**Consigne 1:** Recopiez mot pour mot l'article sur le premier rapport annuel de la défenseure fédérale du logement, du début à la fin.

**Extrait du texte:**
-----

Maisons en bois avec personne rédigeant un rapport derrière

7 septembre 2023

Premier rapport annuel de la défenseure fédérale du logement

La défenseure fédérale du logement, Marie-Josée Houle, a récemment publié son premier rapport annuel. Mme Houle est la toute première personne à occuper ce poste clé, à la suite de l’adoption de la Loi sur la Stratégie nationale du logement par le Parlement en 2019. Cette loi réitère la reconnaissance, par le Canada, du droit fondamental à un logement adéquat.

Le document résume le travail effectué par l’équipe du Bureau du défenseur du logement entre avril 2022 et mars 2023. La majeure partie des données et constats concernant les besoins de la communauté en matière de logement proviennent des observations du public. Le portrait réalisé vise à mieux comprendre les problèmes les plus usuels et critiques afin d’améliorer les lois, les politiques et les programmes.

Les observations ont été recueillies au moyen d’un formulaire à soumettre en ligne, par courriel et par la poste, avec le concours de formations et de soutien téléphonique.

Le questionnaire a été réfléchi de concert avec 30 différents organismes communautaires, afin de garantir sa polyvalence. Au moment de publier le rapport, 220 personnes et 36 organisations avaient fait part de leur expérience.

Le rapport est également l’occasion de formuler de nouvelles recommandations au gouvernement fédéral, ainsi qu’aux provinces, territoires et municipalités. 

Observations de la défenseure

D’entrée de jeu, Mme Houle indique que c’est lors de ses visites sur le terrain qu’elle a le plus appris. 

Elle précise que son rôle est d’amplifier publiquement les voix des gens victimes de la crise du logement et de l’itinérance. Sur la base de ses constats, elle doit émettre des recommandations au bureau du ministre du Logement et de la diversité et de l’Inclusion.

-----

**Données fournies:**
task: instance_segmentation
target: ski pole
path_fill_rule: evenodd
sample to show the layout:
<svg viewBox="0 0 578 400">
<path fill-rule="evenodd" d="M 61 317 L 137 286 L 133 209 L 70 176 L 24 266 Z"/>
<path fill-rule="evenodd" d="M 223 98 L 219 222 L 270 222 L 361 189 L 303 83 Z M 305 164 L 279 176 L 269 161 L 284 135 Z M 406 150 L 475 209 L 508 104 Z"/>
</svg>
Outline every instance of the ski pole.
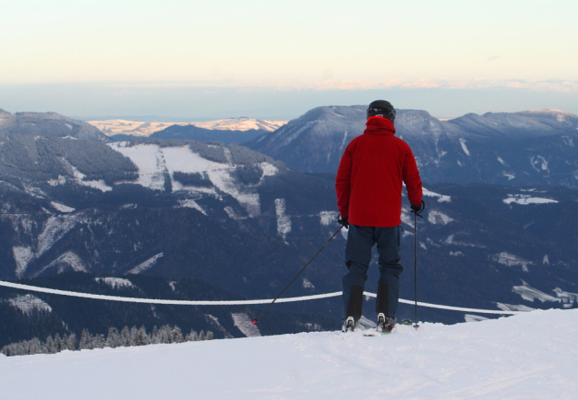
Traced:
<svg viewBox="0 0 578 400">
<path fill-rule="evenodd" d="M 421 201 L 421 206 L 420 206 L 420 210 L 414 210 L 411 211 L 413 212 L 413 239 L 414 239 L 414 243 L 413 243 L 413 254 L 414 254 L 414 273 L 413 273 L 413 277 L 414 277 L 414 281 L 413 281 L 413 291 L 414 291 L 414 296 L 415 296 L 415 313 L 416 313 L 416 317 L 414 319 L 414 324 L 413 324 L 413 327 L 416 328 L 416 330 L 418 330 L 418 328 L 419 327 L 419 326 L 418 325 L 418 216 L 419 216 L 419 218 L 423 218 L 421 216 L 421 212 L 425 210 L 426 208 L 426 202 L 425 201 Z"/>
<path fill-rule="evenodd" d="M 304 270 L 305 270 L 305 268 L 309 266 L 309 264 L 311 264 L 311 262 L 312 262 L 313 259 L 315 259 L 315 257 L 317 257 L 317 256 L 319 255 L 319 253 L 321 253 L 321 251 L 322 251 L 323 249 L 325 249 L 325 246 L 327 246 L 327 245 L 329 244 L 329 242 L 330 242 L 330 241 L 332 241 L 332 240 L 333 239 L 333 238 L 335 238 L 335 235 L 337 235 L 337 234 L 339 233 L 339 231 L 340 231 L 340 230 L 342 230 L 342 228 L 343 228 L 343 227 L 342 227 L 342 227 L 340 227 L 340 228 L 339 228 L 339 229 L 337 229 L 337 230 L 335 231 L 335 233 L 333 233 L 333 235 L 332 235 L 331 238 L 329 238 L 329 240 L 327 240 L 327 241 L 325 242 L 325 244 L 324 244 L 324 245 L 323 245 L 323 247 L 319 249 L 319 251 L 317 251 L 317 253 L 315 253 L 315 255 L 314 255 L 314 256 L 313 256 L 313 258 L 312 258 L 312 259 L 311 259 L 307 262 L 307 264 L 305 264 L 305 266 L 304 266 L 303 268 L 301 268 L 301 270 L 297 273 L 297 275 L 295 275 L 295 277 L 294 277 L 293 279 L 291 279 L 291 282 L 289 282 L 289 283 L 287 284 L 287 286 L 285 286 L 285 287 L 284 288 L 284 289 L 283 289 L 283 290 L 281 290 L 281 293 L 279 293 L 279 294 L 277 295 L 277 297 L 276 297 L 276 298 L 275 298 L 271 303 L 269 303 L 269 305 L 265 307 L 265 309 L 264 309 L 264 310 L 261 312 L 261 314 L 259 314 L 259 316 L 258 316 L 256 318 L 255 318 L 255 321 L 253 321 L 253 325 L 256 324 L 256 323 L 259 321 L 259 318 L 260 318 L 261 317 L 263 317 L 263 315 L 264 315 L 264 314 L 265 314 L 265 312 L 269 309 L 269 307 L 270 307 L 271 306 L 273 306 L 273 303 L 275 303 L 275 301 L 277 301 L 277 298 L 279 298 L 281 297 L 281 295 L 283 295 L 283 293 L 284 293 L 284 292 L 287 289 L 287 288 L 289 288 L 289 287 L 291 286 L 291 284 L 292 284 L 293 282 L 294 282 L 294 281 L 295 281 L 295 279 L 297 278 L 297 277 L 299 277 L 299 275 L 301 275 L 301 273 L 302 273 L 303 271 L 304 271 Z"/>
</svg>

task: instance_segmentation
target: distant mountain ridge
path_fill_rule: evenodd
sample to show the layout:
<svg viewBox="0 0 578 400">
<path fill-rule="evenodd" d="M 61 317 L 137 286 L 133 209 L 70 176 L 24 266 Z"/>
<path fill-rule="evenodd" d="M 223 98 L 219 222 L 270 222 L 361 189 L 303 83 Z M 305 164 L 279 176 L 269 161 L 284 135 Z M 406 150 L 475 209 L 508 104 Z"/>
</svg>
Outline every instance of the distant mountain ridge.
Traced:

-----

**Consigne 2:** Transformez en liste numérotée les lignes des rangées fournies, depuis leur tout début jusqu'à la ligne contenant « 421 201 L 421 » incluse, sans les lignes vides. Laissez les images hors de votre réponse.

**Solution 1:**
Maisons en bois avec personne rédigeant un rapport derrière

7 septembre 2023

Premier rapport annuel de la défenseure fédérale du logement

La défenseure fédérale du logement, Marie-Josée Houle, a récemment publié son premier rapport annuel. Mme Houle est la toute première personne à occuper ce poste clé, à la suite de l’adoption de la Loi sur la Stratégie nationale du logement par le Parlement en 2019. Cette loi réitère la reconnaissance, par le Canada, du droit fondamental à un logement adéquat.

Le document résume le travail effectué par l’équipe du Bureau du défenseur du logement entre avril 2022 et mars 2023. La majeure partie des données et constats concernant les besoins de la communauté en matière de logement proviennent des observations du public. Le portrait réalisé vise à mieux comprendre les problèmes les plus usuels et critiques afin d’améliorer les lois, les politiques et les programmes.

Les observations ont été recueillies au moyen d’un formulaire à soumettre en ligne, par courriel et par la poste, avec le concours de formations et de soutien téléphonique.

Le questionnaire a été réfléchi de concert avec 30 différents organismes communautaires, afin de garantir sa polyvalence. Au moment de publier le rapport, 220 personnes et 36 organisations avaient fait part de leur expérience.

Le rapport est également l’occasion de formuler de nouvelles recommandations au gouvernement fédéral, ainsi qu’aux provinces, territoires et municipalités. 

Observations de la défenseure

D’entrée de jeu, Mme Houle indique que c’est lors de ses visites sur le terrain qu’elle a le plus appris. 

Elle précise que son rôle est d’amplifier publiquement les voix des gens victimes de la crise du logement et de l’itinérance. Sur la base de ses constats, elle doit émettre des recommandations au bureau du ministre du Logement et de la diversité et de l’Inclusion.

**Solution 2:**
1. task: instance_segmentation
2. target: ski pole
3. path_fill_rule: evenodd
4. sample to show the layout:
5. <svg viewBox="0 0 578 400">
6. <path fill-rule="evenodd" d="M 61 317 L 137 286 L 133 209 L 70 176 L 24 266 Z"/>
7. <path fill-rule="evenodd" d="M 223 98 L 219 222 L 270 222 L 361 189 L 303 83 Z M 305 164 L 279 176 L 269 161 L 284 135 Z M 406 150 L 475 209 L 508 104 Z"/>
8. </svg>
9. Outline every instance of the ski pole.
10. Traced:
11. <svg viewBox="0 0 578 400">
12. <path fill-rule="evenodd" d="M 421 201 L 421 206 L 420 206 L 420 210 L 414 210 L 411 211 L 413 212 L 413 239 L 414 239 L 414 243 L 413 243 L 413 254 L 414 254 L 414 273 L 413 273 L 413 277 L 414 277 L 414 281 L 413 281 L 413 291 L 414 291 L 414 296 L 415 296 L 415 313 L 416 313 L 416 317 L 414 319 L 414 324 L 413 324 L 413 327 L 416 328 L 416 330 L 418 330 L 418 328 L 419 327 L 419 326 L 418 325 L 418 216 L 419 216 L 419 218 L 423 218 L 421 216 L 421 212 L 425 210 L 426 208 L 426 202 L 425 201 Z"/>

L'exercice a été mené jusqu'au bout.